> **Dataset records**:
┄┄┄┄┄┄

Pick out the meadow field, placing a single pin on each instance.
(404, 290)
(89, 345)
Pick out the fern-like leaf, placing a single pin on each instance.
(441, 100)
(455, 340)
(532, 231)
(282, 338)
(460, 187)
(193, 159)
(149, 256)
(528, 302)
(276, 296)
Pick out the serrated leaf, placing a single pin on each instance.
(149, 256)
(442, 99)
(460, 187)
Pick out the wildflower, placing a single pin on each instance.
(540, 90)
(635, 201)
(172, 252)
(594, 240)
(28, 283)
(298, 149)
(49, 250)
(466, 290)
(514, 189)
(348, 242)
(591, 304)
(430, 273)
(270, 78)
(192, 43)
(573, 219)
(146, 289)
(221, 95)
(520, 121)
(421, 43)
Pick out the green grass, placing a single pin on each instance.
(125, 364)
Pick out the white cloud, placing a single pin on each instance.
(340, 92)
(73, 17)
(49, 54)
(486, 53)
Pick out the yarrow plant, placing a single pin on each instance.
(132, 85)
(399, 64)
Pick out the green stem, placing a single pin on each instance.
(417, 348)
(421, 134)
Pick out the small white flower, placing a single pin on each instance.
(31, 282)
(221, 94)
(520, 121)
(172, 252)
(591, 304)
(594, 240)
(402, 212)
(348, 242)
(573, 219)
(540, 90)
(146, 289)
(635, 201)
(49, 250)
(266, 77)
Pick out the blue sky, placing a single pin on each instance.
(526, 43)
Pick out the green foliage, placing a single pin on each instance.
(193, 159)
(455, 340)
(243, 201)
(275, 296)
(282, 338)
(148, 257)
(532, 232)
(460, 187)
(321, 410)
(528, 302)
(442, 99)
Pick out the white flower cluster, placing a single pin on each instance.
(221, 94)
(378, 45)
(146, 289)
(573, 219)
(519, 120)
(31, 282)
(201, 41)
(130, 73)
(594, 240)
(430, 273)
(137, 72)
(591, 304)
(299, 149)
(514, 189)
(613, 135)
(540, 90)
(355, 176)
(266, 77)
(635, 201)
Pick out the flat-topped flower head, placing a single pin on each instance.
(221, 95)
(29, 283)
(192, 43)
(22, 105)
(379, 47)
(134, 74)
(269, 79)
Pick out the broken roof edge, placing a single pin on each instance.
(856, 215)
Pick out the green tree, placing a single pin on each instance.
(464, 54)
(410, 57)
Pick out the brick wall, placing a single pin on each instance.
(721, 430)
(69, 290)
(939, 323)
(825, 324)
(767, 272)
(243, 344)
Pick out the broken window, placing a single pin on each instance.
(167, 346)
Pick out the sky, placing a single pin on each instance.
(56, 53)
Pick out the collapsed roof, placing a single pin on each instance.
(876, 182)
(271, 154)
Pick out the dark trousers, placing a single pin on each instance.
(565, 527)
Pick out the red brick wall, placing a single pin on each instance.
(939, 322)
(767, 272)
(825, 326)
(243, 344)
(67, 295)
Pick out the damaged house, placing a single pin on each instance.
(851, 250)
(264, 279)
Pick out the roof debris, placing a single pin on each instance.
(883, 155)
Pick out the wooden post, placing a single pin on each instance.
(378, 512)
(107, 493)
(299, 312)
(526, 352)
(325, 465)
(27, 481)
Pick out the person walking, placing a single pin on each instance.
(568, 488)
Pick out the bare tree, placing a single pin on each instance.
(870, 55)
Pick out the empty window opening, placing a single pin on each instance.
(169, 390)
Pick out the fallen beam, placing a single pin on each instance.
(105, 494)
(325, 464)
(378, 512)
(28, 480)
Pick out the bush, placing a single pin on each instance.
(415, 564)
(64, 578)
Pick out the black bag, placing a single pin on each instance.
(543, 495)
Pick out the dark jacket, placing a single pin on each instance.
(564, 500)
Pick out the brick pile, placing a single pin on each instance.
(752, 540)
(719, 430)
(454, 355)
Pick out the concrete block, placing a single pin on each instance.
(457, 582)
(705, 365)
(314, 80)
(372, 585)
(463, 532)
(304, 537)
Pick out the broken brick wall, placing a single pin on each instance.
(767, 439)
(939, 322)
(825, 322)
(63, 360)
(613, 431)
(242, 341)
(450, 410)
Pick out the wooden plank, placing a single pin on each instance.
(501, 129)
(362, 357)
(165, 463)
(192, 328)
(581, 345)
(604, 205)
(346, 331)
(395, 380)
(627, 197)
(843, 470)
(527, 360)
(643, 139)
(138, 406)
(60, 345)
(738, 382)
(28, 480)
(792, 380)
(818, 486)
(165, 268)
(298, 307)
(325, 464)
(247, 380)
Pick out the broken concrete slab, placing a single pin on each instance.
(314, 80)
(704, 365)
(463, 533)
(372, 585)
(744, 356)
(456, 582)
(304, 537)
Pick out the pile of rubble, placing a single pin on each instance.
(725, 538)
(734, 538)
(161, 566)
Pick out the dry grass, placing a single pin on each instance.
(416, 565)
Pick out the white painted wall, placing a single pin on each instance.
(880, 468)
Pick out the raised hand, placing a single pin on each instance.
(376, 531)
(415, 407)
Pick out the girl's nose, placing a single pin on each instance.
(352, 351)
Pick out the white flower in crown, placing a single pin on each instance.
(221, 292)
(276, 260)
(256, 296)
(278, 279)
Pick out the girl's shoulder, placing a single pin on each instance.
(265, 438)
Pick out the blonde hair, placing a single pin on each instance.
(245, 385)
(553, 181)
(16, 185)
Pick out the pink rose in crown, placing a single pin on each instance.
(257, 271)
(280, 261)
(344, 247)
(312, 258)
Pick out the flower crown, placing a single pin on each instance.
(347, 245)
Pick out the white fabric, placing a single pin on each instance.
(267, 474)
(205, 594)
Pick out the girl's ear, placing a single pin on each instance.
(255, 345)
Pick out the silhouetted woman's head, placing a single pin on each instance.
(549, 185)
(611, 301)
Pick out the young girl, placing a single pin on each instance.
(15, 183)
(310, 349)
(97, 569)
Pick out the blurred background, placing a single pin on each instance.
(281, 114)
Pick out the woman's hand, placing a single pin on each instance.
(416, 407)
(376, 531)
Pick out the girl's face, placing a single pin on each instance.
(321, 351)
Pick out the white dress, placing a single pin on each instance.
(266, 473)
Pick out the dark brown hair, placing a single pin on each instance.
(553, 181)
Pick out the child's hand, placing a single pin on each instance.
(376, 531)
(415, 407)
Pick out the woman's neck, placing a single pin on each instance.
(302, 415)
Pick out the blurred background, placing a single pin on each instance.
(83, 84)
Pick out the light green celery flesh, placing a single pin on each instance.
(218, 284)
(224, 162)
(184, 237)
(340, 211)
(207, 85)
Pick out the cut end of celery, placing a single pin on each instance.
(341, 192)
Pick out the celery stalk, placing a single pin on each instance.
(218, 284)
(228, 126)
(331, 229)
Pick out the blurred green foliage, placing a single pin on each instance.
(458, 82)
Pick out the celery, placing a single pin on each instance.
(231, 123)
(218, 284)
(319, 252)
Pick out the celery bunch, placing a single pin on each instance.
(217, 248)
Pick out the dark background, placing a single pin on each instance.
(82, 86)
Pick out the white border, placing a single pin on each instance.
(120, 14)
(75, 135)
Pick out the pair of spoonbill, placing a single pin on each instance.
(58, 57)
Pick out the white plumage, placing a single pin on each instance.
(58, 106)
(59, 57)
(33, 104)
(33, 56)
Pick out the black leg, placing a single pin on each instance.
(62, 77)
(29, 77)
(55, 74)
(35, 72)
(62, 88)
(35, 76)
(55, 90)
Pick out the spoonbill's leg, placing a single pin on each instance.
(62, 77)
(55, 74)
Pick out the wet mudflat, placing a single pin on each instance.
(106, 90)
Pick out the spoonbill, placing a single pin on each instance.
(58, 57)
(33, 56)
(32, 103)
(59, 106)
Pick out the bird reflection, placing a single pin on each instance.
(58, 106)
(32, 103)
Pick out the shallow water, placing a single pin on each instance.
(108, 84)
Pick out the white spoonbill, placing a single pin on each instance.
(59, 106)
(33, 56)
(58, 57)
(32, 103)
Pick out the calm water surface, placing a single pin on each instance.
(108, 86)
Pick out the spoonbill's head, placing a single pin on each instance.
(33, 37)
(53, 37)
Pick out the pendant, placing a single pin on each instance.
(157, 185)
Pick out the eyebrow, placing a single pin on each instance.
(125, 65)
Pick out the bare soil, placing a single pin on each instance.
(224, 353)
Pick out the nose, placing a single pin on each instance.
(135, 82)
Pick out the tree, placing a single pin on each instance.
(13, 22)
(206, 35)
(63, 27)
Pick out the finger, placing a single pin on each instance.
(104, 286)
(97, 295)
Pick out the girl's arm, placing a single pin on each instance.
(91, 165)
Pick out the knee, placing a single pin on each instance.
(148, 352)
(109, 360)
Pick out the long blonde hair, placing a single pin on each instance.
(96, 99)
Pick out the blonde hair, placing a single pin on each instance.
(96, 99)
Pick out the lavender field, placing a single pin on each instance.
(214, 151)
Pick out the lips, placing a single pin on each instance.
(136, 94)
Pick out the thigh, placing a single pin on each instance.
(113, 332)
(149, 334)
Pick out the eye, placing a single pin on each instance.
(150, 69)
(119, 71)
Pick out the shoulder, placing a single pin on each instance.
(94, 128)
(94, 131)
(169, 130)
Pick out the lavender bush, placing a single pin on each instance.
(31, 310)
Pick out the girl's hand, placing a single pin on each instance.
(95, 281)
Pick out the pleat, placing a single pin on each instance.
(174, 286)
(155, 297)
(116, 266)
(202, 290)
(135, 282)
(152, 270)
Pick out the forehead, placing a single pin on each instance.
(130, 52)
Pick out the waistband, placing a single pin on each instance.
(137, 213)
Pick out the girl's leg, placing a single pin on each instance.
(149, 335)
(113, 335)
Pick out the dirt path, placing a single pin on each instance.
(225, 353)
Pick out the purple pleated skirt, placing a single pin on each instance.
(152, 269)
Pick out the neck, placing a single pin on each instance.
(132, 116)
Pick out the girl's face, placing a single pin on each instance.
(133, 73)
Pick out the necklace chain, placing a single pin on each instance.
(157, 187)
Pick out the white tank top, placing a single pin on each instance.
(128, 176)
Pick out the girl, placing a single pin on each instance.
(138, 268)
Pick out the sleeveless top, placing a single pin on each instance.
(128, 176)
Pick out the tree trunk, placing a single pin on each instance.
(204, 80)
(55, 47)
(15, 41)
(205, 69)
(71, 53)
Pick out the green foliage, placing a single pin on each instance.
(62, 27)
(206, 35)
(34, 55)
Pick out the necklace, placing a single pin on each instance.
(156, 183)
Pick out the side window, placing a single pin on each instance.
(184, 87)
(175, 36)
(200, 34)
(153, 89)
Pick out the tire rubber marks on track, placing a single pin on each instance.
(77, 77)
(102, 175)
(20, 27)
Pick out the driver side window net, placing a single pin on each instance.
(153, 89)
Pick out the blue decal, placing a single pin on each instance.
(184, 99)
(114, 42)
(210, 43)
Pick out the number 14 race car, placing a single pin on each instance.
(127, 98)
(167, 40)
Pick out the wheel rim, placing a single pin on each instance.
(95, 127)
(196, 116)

┄┄┄┄┄┄

> **Task objective**: Your output consists solely of the lines from the one with "Pick out the necklace, placing" through the last line, copied exactly.

> **Written response**:
Pick out the necklace, placing a single pin on each instance.
(156, 183)
Pick out the side window, placing a single pin on each instance.
(184, 87)
(175, 36)
(200, 34)
(153, 89)
Pick out the tire rubber marks on track, placing a single pin on each instance.
(77, 77)
(102, 175)
(20, 27)
Pick out the driver side window net, placing a single pin on each instance.
(153, 89)
Pick out the blue decal, placing a single pin on each instance.
(184, 99)
(114, 42)
(210, 43)
Pick out the number 14 race car, placing a single pin on each instance.
(127, 98)
(167, 40)
Pick out the wheel rim, placing a single pin on each instance.
(95, 127)
(196, 116)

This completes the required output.